** START **

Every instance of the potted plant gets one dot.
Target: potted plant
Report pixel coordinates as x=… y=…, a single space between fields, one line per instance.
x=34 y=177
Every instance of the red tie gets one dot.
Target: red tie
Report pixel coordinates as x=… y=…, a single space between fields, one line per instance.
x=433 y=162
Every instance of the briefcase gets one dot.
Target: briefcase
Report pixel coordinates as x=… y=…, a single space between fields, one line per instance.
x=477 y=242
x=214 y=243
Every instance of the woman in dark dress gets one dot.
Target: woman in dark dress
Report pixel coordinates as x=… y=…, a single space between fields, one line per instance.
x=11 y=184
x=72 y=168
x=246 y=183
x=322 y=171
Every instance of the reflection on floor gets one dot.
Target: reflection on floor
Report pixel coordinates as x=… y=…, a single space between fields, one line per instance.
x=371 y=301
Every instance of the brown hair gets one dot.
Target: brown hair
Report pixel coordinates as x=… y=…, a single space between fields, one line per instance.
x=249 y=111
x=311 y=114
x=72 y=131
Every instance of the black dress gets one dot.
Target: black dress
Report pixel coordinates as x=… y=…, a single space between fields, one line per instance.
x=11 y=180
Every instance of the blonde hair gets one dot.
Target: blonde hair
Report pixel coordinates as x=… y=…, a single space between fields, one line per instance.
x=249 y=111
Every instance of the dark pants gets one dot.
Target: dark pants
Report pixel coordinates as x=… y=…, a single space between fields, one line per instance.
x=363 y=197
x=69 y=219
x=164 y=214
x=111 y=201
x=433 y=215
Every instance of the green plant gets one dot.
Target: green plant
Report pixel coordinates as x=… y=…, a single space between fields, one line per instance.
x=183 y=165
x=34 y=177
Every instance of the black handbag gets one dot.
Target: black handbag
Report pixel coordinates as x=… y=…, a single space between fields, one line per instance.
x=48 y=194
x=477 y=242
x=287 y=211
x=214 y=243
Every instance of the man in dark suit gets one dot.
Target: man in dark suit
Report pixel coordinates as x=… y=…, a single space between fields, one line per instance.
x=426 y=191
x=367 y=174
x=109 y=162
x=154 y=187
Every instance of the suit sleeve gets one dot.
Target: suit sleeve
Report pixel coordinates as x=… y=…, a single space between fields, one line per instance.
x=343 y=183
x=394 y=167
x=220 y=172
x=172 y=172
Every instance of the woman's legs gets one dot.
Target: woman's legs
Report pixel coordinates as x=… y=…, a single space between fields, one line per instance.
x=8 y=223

** END **
** START **

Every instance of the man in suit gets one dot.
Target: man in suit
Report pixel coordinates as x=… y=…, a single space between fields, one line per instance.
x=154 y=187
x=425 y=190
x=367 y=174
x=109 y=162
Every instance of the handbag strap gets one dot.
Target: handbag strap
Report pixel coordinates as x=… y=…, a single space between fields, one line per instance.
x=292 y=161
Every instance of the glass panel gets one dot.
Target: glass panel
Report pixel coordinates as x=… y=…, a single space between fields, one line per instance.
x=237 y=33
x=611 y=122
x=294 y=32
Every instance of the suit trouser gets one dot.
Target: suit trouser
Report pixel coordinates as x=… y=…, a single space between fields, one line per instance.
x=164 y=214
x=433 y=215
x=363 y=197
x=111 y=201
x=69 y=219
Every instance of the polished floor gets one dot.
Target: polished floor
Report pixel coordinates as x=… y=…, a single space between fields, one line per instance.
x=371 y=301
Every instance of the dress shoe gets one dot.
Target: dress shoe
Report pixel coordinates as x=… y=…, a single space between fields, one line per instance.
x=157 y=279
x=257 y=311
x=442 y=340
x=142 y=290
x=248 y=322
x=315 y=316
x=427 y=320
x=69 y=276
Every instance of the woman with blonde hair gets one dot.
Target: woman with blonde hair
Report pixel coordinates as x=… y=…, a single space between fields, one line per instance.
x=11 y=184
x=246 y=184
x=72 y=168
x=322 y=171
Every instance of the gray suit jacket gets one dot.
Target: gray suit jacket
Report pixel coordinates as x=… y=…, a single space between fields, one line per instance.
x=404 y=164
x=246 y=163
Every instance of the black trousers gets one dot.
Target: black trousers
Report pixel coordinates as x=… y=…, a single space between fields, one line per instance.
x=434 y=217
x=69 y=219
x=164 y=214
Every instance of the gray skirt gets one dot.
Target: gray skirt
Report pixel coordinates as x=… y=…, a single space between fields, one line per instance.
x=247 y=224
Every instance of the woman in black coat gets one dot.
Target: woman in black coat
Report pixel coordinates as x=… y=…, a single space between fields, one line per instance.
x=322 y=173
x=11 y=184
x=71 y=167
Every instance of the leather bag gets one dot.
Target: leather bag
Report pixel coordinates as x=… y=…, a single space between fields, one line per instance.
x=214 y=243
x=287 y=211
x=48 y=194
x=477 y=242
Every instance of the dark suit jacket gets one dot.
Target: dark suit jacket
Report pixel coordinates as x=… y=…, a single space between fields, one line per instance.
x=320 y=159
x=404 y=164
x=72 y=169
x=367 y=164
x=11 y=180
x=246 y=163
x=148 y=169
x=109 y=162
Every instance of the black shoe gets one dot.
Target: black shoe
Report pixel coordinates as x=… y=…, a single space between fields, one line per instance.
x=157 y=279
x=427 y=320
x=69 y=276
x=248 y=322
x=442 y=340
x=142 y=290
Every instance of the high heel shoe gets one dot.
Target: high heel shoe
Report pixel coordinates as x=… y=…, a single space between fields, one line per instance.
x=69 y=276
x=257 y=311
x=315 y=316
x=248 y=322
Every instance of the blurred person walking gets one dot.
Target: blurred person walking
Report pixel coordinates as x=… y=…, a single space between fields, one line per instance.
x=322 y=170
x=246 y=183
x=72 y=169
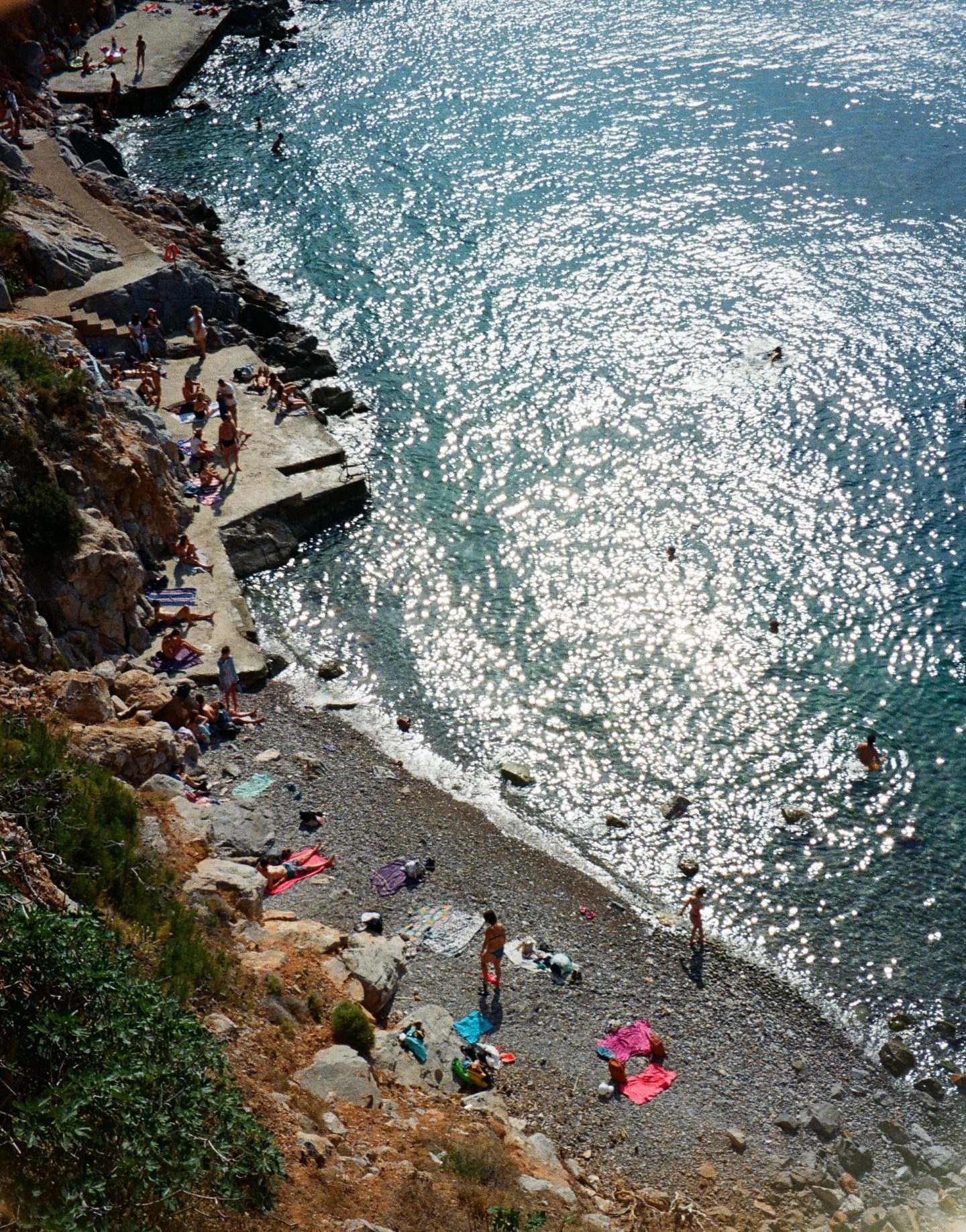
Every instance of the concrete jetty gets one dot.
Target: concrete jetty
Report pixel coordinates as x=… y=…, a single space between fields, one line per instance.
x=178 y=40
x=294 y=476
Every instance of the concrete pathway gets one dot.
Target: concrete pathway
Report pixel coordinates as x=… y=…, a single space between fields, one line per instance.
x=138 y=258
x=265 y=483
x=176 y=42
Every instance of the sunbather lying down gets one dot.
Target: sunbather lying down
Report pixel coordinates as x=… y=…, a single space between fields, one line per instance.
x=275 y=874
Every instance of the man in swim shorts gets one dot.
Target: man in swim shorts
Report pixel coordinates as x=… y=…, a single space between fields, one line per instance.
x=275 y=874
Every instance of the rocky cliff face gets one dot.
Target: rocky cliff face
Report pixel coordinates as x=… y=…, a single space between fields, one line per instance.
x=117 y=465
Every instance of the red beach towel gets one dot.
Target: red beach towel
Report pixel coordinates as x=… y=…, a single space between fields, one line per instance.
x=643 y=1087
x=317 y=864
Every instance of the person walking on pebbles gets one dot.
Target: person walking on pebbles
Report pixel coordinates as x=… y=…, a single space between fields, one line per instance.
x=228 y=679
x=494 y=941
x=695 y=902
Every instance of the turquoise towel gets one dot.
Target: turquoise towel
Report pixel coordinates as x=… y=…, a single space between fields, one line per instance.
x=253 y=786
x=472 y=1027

** END **

GIVEN TASK: Copy the lines above word for word, from the line with "Every instance of the person" to the line with "x=472 y=1027".

SOLUTION BELOW:
Every instance of the person walking on pebbles gets one dot.
Target: person walking on pebbles
Report pixel coordinates as x=… y=…, a single space between fields, one line per instance.
x=228 y=679
x=494 y=941
x=695 y=902
Every instance of the turquoise towel gets one dot.
Target: turquoise towel
Report pixel coordinates as x=… y=…, a single space between fields, one line per instance.
x=253 y=786
x=472 y=1027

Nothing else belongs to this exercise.